I always have a WoodenBoardPi, some other PIs with HQ cameras, 5000lm diy highspeed flash and logic analyzer, and some Arduinos with me :wink:

Your 400Msps link does not point to a specific device.

The link to the product I bought 2016 is dead.
And my device has a different connector, this seems to be the same device as I own:
https://www.aliexpress.com/item/4000920413699.html
I always have to connect the big connector with all channel cables.
The new product has several connector cables, so you can connect less channels if you need less.

- _Saved items_:
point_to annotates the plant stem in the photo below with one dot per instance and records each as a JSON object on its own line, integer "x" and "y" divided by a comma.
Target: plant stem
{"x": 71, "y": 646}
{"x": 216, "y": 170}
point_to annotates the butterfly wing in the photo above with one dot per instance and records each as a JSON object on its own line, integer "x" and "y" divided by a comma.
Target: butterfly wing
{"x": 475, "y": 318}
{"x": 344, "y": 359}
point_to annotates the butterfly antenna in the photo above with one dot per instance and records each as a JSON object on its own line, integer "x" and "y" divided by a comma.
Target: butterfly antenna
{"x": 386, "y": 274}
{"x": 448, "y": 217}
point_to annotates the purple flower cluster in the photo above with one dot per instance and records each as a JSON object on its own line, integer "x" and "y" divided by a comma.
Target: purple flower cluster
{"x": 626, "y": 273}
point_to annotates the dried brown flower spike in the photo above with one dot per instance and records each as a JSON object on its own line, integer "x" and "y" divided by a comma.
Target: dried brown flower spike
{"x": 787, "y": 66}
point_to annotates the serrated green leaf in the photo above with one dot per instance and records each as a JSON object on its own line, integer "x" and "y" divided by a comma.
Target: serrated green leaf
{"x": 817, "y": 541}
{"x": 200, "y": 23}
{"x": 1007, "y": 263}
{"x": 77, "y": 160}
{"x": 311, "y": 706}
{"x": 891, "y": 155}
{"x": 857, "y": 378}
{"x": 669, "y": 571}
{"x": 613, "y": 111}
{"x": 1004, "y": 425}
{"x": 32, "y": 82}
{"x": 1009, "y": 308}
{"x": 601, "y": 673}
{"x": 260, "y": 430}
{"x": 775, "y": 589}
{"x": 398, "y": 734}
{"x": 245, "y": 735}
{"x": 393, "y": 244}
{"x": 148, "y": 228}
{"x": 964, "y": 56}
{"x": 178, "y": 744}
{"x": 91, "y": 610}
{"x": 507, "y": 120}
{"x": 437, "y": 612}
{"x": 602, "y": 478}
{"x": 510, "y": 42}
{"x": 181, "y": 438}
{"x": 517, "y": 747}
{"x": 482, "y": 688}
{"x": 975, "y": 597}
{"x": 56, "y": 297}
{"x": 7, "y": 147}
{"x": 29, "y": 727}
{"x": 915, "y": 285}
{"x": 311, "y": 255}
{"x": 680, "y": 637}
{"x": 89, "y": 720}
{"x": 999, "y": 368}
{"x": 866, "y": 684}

- _Aim 1_:
Answer these questions using the forum post.
(a) In what year did the writer buy the product whose link is now dead?
(b) What does the writer say about the 400Msps link?
(c) What does the new product have that lets you connect fewer channels?
- _Aim 2_: Return every line of the entries that contains the word "purple".
The entries are unrelated to the forum post.

- _Exercise solution 1_:
(a) 2016
(b) It does not point to a specific device.
(c) Several connector cables

- _Exercise solution 2_:
point_to annotates the purple flower cluster in the photo above with one dot per instance and records each as a JSON object on its own line, integer "x" and "y" divided by a comma.
Target: purple flower cluster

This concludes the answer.